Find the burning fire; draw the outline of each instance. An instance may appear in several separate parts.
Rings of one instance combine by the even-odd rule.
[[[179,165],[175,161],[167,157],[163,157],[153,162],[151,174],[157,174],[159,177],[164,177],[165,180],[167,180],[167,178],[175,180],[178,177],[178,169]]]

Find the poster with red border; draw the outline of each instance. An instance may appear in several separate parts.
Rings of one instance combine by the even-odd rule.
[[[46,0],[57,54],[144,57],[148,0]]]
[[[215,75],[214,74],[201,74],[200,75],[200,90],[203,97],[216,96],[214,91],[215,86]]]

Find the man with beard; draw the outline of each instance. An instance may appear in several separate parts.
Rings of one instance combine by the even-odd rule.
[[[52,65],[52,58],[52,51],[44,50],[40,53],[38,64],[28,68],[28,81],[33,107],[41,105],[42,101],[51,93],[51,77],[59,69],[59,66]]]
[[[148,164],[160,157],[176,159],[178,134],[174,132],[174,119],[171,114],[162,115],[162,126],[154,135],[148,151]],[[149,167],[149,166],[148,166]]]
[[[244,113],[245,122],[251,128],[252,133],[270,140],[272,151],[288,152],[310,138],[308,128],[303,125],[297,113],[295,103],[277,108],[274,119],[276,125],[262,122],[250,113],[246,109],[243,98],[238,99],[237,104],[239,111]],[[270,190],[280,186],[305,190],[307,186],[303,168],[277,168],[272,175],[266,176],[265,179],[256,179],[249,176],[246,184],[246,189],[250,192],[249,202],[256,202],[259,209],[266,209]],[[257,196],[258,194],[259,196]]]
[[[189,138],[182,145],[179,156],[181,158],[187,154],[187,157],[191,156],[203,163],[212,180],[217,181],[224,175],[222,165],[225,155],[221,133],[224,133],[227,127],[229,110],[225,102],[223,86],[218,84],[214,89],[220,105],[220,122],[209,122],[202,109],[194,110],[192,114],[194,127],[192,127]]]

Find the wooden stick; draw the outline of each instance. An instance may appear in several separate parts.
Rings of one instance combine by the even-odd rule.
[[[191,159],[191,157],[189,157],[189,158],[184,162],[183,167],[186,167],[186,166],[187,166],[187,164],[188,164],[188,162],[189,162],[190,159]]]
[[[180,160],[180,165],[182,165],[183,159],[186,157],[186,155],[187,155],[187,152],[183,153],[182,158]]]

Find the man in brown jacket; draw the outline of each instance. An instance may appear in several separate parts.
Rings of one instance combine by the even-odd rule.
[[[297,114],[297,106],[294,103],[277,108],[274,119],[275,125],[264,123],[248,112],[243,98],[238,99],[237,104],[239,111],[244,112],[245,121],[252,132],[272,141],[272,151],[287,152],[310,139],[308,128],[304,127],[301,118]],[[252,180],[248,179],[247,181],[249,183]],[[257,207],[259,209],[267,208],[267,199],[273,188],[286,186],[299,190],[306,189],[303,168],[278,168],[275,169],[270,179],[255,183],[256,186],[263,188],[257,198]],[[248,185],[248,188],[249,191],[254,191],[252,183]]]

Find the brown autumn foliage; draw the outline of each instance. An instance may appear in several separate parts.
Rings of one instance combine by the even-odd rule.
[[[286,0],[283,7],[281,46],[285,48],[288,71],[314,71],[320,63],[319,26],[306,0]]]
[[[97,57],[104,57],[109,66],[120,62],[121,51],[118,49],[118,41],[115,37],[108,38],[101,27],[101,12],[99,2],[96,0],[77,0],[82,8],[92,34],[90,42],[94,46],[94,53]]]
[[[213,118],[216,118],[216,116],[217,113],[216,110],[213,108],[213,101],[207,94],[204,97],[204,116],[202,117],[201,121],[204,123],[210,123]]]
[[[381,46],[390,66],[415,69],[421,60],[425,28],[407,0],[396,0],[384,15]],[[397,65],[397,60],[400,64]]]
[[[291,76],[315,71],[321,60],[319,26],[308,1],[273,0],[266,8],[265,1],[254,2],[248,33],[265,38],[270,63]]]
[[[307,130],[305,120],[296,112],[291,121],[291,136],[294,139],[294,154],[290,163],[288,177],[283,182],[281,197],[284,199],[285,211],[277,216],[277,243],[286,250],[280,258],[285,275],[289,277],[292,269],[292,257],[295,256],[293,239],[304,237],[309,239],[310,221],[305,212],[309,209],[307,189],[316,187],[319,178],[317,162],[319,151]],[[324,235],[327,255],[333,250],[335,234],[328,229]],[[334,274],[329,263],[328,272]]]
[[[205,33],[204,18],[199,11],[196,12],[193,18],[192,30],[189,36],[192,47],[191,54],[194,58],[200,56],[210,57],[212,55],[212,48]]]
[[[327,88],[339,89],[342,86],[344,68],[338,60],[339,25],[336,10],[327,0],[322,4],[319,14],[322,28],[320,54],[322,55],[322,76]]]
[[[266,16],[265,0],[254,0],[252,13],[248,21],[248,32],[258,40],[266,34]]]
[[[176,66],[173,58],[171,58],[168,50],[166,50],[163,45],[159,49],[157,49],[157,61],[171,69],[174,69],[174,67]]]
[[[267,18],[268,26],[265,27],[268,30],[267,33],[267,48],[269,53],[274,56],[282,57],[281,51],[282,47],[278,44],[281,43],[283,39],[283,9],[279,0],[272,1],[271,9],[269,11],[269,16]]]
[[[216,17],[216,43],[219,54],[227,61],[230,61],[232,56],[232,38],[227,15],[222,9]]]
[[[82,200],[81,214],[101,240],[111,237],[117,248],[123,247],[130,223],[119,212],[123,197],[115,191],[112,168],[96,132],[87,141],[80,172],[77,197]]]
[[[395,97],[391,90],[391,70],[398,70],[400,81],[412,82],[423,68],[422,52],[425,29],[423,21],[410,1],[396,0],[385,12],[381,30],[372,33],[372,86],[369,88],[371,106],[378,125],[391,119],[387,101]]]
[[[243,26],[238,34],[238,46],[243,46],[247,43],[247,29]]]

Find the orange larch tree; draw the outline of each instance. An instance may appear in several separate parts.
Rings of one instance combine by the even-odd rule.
▬▬▬▬▬▬
_Goal of the exercise_: Nothing but the full listing, copied exactly, belongs in the answer.

_Response to this task_:
Find the burning fire; draw the outline of each instance. An instance may appear in several separate parts.
Rings of one instance combine by the even-odd rule.
[[[179,165],[175,161],[167,157],[163,157],[153,162],[151,174],[157,174],[159,177],[164,177],[165,180],[167,180],[167,178],[175,180],[178,177],[178,169]]]

Find the poster with red border; draw the outline of each instance. An instance may appear in several separate parts.
Rings of one instance combine by the even-odd rule.
[[[46,0],[57,54],[144,57],[148,0]]]
[[[215,75],[214,74],[201,74],[200,75],[200,90],[203,97],[216,96],[214,91],[215,86]]]

Find the man with beard; draw the outline of each instance. An instance may appear in several separate parts.
Rings of one instance combine by the even-odd rule.
[[[52,65],[52,58],[52,51],[44,50],[40,53],[38,64],[28,68],[28,81],[33,107],[41,105],[42,101],[51,93],[51,77],[59,69],[59,66]]]
[[[148,164],[160,157],[176,159],[178,134],[174,132],[174,119],[171,114],[162,115],[162,126],[154,135],[148,151]],[[149,167],[149,166],[148,166]]]
[[[244,113],[245,122],[251,128],[252,133],[270,140],[272,151],[288,152],[310,138],[308,128],[303,125],[297,113],[295,103],[277,108],[274,119],[276,125],[262,122],[250,113],[246,109],[243,98],[238,99],[237,104],[239,111]],[[270,190],[280,186],[305,190],[307,186],[303,168],[277,168],[272,175],[266,176],[265,179],[256,179],[249,176],[246,184],[246,189],[250,192],[249,202],[256,202],[259,209],[266,209]],[[257,196],[258,194],[259,196]]]
[[[189,138],[182,145],[179,156],[181,158],[187,154],[187,157],[191,156],[203,163],[212,180],[217,181],[224,175],[222,165],[225,155],[221,133],[224,133],[227,127],[229,110],[225,102],[223,86],[218,84],[214,89],[220,105],[220,122],[209,122],[202,109],[194,110],[192,114],[194,127],[192,127]]]

Find the wooden stick; draw the outline of each instance. An instance may appear in several separate parts.
Rings of one instance combine by the even-odd rule.
[[[191,159],[191,157],[189,157],[189,158],[184,162],[183,167],[186,167],[186,166],[187,166],[187,164],[188,164],[188,162],[189,162],[190,159]]]
[[[180,160],[180,165],[182,165],[183,159],[186,157],[186,155],[187,155],[187,152],[183,153],[182,158]]]

Find the man in brown jacket; draw the outline of each instance. An instance may appear in several separate parts.
Rings of one instance combine by the even-odd rule.
[[[297,114],[297,106],[294,103],[277,108],[274,119],[275,125],[264,123],[248,112],[243,98],[238,99],[237,104],[239,111],[244,112],[245,121],[252,132],[272,141],[272,151],[287,152],[310,139],[308,128],[304,127],[301,118]],[[252,180],[248,179],[247,181],[249,183]],[[257,207],[259,209],[267,208],[267,199],[273,188],[286,186],[299,190],[306,189],[303,168],[278,168],[275,169],[270,179],[255,183],[256,186],[263,188],[257,198]],[[248,185],[248,188],[249,191],[254,191],[252,183]]]

Find the brown autumn foliage; draw the outline of each instance. An instance may appear in several separate parts.
Rings of one instance combine by the even-odd rule.
[[[286,0],[283,7],[281,46],[285,48],[288,71],[314,71],[320,63],[319,26],[306,0]]]
[[[97,57],[104,57],[109,66],[120,62],[121,51],[118,49],[118,41],[115,37],[108,38],[101,27],[101,12],[99,2],[96,0],[77,0],[82,8],[92,34],[90,42],[94,46],[94,53]]]
[[[213,118],[216,118],[216,116],[217,113],[216,110],[213,108],[213,101],[207,94],[204,97],[204,116],[202,117],[201,121],[204,123],[210,123]]]
[[[381,46],[390,66],[415,69],[421,60],[425,28],[407,0],[396,0],[384,15]],[[397,65],[397,60],[400,64]]]
[[[291,76],[315,71],[321,60],[319,26],[308,1],[273,0],[266,8],[265,1],[254,2],[248,33],[265,38],[270,63]]]
[[[307,130],[305,120],[296,112],[291,121],[291,136],[294,139],[294,154],[290,163],[288,177],[283,182],[281,197],[284,199],[285,211],[277,216],[277,243],[286,250],[280,258],[285,275],[289,277],[292,269],[292,257],[295,256],[293,239],[304,237],[309,239],[310,221],[305,212],[309,209],[307,189],[316,187],[319,178],[317,162],[319,151]],[[324,235],[327,255],[333,250],[335,234],[328,229]],[[334,274],[329,263],[328,272]]]
[[[205,33],[204,18],[199,11],[196,12],[193,18],[192,30],[189,36],[192,47],[191,54],[194,58],[200,56],[210,57],[212,55],[212,48]]]
[[[327,88],[339,89],[342,86],[344,68],[338,60],[339,25],[336,10],[327,0],[322,4],[319,14],[322,28],[320,54],[322,55],[322,76]]]
[[[266,16],[265,0],[254,0],[252,13],[248,21],[248,32],[258,40],[266,34]]]
[[[176,66],[173,58],[171,58],[168,50],[166,50],[163,45],[159,49],[157,49],[157,61],[171,69],[174,69],[174,67]]]
[[[267,18],[268,26],[265,27],[268,30],[267,33],[267,48],[269,53],[274,56],[282,57],[281,51],[282,47],[278,44],[281,43],[283,39],[283,9],[279,0],[272,1],[271,9],[269,11],[269,16]]]
[[[216,17],[216,43],[219,54],[227,61],[230,61],[232,56],[232,38],[227,15],[222,9]]]
[[[82,200],[81,214],[101,240],[111,237],[117,248],[123,247],[130,223],[119,212],[123,197],[115,191],[112,168],[96,132],[87,141],[80,172],[77,197]]]
[[[395,97],[391,90],[391,70],[398,70],[400,81],[412,82],[423,68],[422,52],[425,29],[423,21],[410,1],[396,0],[385,12],[381,30],[372,33],[372,86],[369,88],[371,106],[378,125],[391,119],[387,101]]]
[[[243,26],[238,34],[238,46],[243,46],[247,43],[247,29]]]

Find the orange larch tree; draw the outline of each instance. An instance may appear in several separate parts.
Rings of one instance combine by the even-odd rule.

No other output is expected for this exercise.